- INSTRUCTIONS TO FOLLOW: Transcribe, word for word, the line containing "Exercise. For every instance of the neck" and each line following it through the end of the listing below. Omit all other lines.
===== EXERCISE DATA =====
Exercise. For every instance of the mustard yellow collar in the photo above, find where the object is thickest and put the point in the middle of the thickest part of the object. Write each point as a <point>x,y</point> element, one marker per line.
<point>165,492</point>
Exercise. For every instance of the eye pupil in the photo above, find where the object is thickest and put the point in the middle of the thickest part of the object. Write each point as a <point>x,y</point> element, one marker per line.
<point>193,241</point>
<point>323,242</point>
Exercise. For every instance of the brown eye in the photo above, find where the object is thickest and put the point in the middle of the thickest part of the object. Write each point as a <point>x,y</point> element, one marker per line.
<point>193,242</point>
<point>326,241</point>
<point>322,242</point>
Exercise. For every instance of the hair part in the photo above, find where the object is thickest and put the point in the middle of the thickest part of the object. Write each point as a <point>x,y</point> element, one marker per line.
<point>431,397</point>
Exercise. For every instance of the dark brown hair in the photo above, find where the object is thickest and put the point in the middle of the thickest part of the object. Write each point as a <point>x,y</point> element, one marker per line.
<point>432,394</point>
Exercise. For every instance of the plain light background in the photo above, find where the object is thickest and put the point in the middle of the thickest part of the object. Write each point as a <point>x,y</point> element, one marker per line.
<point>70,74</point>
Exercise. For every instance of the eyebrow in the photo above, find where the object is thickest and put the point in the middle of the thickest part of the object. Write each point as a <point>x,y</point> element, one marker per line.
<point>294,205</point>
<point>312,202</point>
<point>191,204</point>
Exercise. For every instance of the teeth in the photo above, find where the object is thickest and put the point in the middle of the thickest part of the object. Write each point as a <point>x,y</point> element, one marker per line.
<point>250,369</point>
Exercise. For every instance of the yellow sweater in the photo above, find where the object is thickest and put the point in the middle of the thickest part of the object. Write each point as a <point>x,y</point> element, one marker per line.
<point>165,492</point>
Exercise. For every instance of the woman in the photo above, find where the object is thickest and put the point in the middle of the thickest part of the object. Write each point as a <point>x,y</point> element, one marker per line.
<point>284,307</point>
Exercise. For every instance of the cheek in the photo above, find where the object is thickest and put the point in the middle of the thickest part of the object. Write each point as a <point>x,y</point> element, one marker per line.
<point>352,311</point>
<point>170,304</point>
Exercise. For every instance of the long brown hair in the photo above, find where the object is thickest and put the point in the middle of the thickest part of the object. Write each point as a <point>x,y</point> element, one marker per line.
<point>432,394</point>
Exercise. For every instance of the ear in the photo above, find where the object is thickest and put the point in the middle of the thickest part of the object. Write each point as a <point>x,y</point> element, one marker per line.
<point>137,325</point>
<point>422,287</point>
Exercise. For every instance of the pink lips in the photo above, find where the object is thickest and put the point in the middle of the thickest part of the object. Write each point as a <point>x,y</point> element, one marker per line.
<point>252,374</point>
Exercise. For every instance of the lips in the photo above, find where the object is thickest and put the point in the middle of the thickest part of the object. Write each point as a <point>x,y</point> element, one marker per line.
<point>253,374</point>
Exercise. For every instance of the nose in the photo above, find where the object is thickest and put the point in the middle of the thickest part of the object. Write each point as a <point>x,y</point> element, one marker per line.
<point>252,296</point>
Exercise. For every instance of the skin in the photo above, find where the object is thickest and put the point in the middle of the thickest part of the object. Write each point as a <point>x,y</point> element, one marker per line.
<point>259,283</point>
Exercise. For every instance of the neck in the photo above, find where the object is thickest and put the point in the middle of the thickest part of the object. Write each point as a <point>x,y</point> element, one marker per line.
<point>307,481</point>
=====
- WRITTEN SOLUTION:
Exercise. For every instance of the neck in the photo above, find where the object is thickest and put the point in the middle of the thickest part of the object. Write each point as a <point>x,y</point> element, one marker per line.
<point>307,481</point>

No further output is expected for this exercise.